Aim of the exercise => Give every entry again, exactly as it stands.

Input data =>
■ ■ ■ ■ ■
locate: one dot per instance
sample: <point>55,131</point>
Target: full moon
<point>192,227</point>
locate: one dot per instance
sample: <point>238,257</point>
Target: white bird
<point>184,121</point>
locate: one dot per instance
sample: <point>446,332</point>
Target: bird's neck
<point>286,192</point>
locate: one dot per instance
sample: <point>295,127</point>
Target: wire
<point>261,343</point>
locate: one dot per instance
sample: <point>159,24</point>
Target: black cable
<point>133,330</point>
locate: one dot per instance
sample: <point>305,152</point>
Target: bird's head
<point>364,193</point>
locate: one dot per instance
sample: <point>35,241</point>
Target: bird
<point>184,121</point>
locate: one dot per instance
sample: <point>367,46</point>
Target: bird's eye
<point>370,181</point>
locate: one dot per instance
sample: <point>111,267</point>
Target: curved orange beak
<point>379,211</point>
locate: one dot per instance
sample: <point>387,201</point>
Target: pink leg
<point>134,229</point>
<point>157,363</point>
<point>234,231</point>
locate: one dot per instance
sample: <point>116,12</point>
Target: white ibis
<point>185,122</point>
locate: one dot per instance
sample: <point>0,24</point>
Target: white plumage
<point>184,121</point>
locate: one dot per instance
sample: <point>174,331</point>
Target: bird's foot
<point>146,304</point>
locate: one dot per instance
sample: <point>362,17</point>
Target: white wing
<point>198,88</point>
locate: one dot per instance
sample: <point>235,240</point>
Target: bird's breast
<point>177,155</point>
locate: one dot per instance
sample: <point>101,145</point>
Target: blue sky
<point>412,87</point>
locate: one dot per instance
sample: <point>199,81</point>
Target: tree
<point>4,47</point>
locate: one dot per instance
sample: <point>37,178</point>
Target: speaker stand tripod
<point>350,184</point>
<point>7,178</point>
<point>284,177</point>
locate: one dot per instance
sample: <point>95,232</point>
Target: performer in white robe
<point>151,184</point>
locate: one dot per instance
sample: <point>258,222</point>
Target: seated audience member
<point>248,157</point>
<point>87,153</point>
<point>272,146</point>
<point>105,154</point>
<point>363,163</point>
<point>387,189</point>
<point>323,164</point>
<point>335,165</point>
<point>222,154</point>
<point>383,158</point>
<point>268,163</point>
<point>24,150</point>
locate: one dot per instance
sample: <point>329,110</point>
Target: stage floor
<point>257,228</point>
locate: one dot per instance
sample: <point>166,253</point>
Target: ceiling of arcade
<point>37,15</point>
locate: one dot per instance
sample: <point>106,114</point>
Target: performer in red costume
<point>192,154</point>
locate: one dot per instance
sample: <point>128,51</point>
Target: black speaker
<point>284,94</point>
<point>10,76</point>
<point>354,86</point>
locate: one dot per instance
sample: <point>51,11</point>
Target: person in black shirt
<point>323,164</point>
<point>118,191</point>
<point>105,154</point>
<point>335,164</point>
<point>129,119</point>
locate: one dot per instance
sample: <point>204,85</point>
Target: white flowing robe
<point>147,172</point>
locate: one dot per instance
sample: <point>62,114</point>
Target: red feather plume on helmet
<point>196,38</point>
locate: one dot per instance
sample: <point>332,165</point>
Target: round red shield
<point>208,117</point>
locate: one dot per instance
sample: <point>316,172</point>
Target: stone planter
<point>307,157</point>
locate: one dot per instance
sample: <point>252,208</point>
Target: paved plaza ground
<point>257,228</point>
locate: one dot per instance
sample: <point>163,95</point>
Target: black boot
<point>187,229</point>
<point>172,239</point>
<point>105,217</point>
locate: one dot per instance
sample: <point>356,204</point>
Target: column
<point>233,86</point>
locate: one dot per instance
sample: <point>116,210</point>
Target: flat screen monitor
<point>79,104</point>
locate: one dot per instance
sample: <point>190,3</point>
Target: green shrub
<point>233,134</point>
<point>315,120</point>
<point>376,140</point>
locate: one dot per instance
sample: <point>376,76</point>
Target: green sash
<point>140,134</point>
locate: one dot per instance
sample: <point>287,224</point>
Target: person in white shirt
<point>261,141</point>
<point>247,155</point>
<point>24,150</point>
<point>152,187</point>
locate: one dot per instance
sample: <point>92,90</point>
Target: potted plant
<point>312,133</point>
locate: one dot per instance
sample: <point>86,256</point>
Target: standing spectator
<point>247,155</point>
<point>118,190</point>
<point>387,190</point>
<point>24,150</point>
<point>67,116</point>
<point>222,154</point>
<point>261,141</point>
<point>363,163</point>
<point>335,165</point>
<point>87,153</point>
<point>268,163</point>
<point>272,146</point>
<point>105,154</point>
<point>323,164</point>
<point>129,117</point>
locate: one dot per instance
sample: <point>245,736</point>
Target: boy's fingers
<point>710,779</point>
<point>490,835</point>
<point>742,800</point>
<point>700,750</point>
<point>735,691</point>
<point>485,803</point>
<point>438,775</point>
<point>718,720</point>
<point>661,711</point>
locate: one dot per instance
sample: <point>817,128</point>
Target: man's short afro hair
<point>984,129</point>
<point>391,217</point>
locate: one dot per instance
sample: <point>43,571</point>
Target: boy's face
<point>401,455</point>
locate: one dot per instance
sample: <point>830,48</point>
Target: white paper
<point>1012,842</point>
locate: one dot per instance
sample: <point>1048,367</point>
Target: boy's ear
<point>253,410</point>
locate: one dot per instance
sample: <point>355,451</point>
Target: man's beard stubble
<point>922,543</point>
■ ■ ■ ■ ■
Exercise response =>
locate: one dot per instance
sample: <point>55,131</point>
Target: full moon
<point>192,227</point>
locate: one dot per instance
sample: <point>238,257</point>
Target: white bird
<point>184,121</point>
locate: one dot per instance
sample: <point>446,332</point>
Target: bird's neck
<point>286,192</point>
locate: one dot per instance
sample: <point>295,127</point>
Target: wire
<point>261,343</point>
locate: one dot per instance
sample: <point>159,24</point>
Target: black cable
<point>133,330</point>
locate: one dot per instance
sample: <point>305,152</point>
Target: bird's head
<point>364,193</point>
locate: one dot per instance
sample: <point>35,241</point>
Target: bird
<point>184,121</point>
locate: one dot per instance
sample: <point>367,46</point>
Target: bird's eye
<point>370,181</point>
locate: one dot per instance
sample: <point>111,267</point>
Target: curved orange beak
<point>379,211</point>
locate: one dot per instance
sample: <point>387,201</point>
Target: pink leg
<point>134,229</point>
<point>157,363</point>
<point>234,231</point>
locate: one dot per instance
sample: <point>116,12</point>
Target: white ibis
<point>185,122</point>
locate: one dot per instance
sample: <point>0,24</point>
Target: white plumage
<point>184,121</point>
locate: one dot per instance
sample: <point>174,331</point>
Target: bird's foot
<point>146,304</point>
locate: one dot per instance
sample: <point>362,17</point>
Target: white wing
<point>198,88</point>
locate: one dot per instance
sample: <point>235,240</point>
Target: bird's breast
<point>177,155</point>
locate: one dot per instance
sample: <point>101,145</point>
Target: blue sky
<point>412,87</point>
locate: one dot per instance
sample: <point>199,81</point>
Target: tree
<point>4,47</point>
locate: one dot per instance
sample: <point>37,178</point>
Target: speaker stand tripod
<point>350,184</point>
<point>7,178</point>
<point>284,177</point>
locate: one dot per instance
sample: <point>95,232</point>
Target: performer in white robe
<point>151,184</point>
locate: one dot per instance
sample: <point>258,222</point>
Target: seated audience member
<point>248,157</point>
<point>87,153</point>
<point>272,146</point>
<point>105,154</point>
<point>363,163</point>
<point>387,189</point>
<point>323,164</point>
<point>335,165</point>
<point>222,154</point>
<point>383,158</point>
<point>268,163</point>
<point>24,150</point>
locate: one dot per instance
sample: <point>329,110</point>
Target: stage floor
<point>257,228</point>
locate: one dot per instance
sample: <point>166,253</point>
Target: ceiling of arcade
<point>37,15</point>
locate: one dot per instance
sample: <point>106,114</point>
Target: performer in red costume
<point>192,154</point>
locate: one dot per instance
sample: <point>128,51</point>
Target: black speaker
<point>284,94</point>
<point>10,76</point>
<point>354,86</point>
locate: one dot per instance
sample: <point>51,11</point>
Target: person in black shirt
<point>323,164</point>
<point>118,191</point>
<point>105,154</point>
<point>335,164</point>
<point>129,119</point>
locate: one dot per instance
sample: <point>204,85</point>
Target: white flowing robe
<point>147,172</point>
locate: one dot per instance
sample: <point>62,114</point>
Target: red feather plume on helmet
<point>196,38</point>
locate: one dot per instance
sample: <point>332,165</point>
Target: round red shield
<point>208,117</point>
locate: one dot per instance
sample: <point>316,172</point>
Target: stone planter
<point>307,157</point>
locate: one dot per instance
sample: <point>252,208</point>
Target: paved plaza ground
<point>257,228</point>
locate: one dot per instance
sample: <point>163,95</point>
Target: black boot
<point>187,229</point>
<point>172,239</point>
<point>105,217</point>
locate: one dot per instance
sample: <point>356,204</point>
Target: column
<point>233,86</point>
locate: one dot per instance
sample: <point>116,210</point>
Target: flat screen monitor
<point>79,104</point>
locate: one dot per instance
sample: <point>190,3</point>
Target: green shrub
<point>233,134</point>
<point>315,120</point>
<point>376,140</point>
locate: one dot per instance
sample: <point>376,76</point>
Target: green sash
<point>140,134</point>
locate: one dot per instance
sample: <point>287,224</point>
Target: person in white shirt
<point>261,141</point>
<point>247,155</point>
<point>24,150</point>
<point>152,187</point>
locate: one dot per instance
sample: <point>92,90</point>
Target: potted plant
<point>312,133</point>
locate: one dot per instance
sample: <point>86,256</point>
Target: standing spectator
<point>247,155</point>
<point>118,190</point>
<point>387,190</point>
<point>24,150</point>
<point>67,116</point>
<point>222,154</point>
<point>261,141</point>
<point>363,163</point>
<point>335,165</point>
<point>87,153</point>
<point>268,163</point>
<point>272,146</point>
<point>105,154</point>
<point>323,164</point>
<point>129,117</point>
locate: one dot per instance
sample: <point>245,736</point>
Target: boy's fingers
<point>710,779</point>
<point>490,835</point>
<point>742,800</point>
<point>700,750</point>
<point>735,691</point>
<point>485,803</point>
<point>438,775</point>
<point>718,720</point>
<point>661,711</point>
locate: one dot per instance
sample: <point>817,128</point>
Target: man's short afro hair
<point>984,129</point>
<point>391,217</point>
locate: one dot per instance
sample: <point>43,571</point>
Target: boy's face
<point>401,455</point>
locate: one dot per instance
sample: <point>830,48</point>
Target: white paper
<point>1012,842</point>
locate: one dot per instance
sample: <point>1048,367</point>
Target: boy's ear
<point>253,410</point>
locate: one dot per instance
sample: <point>355,451</point>
Target: man's beard stubble
<point>922,543</point>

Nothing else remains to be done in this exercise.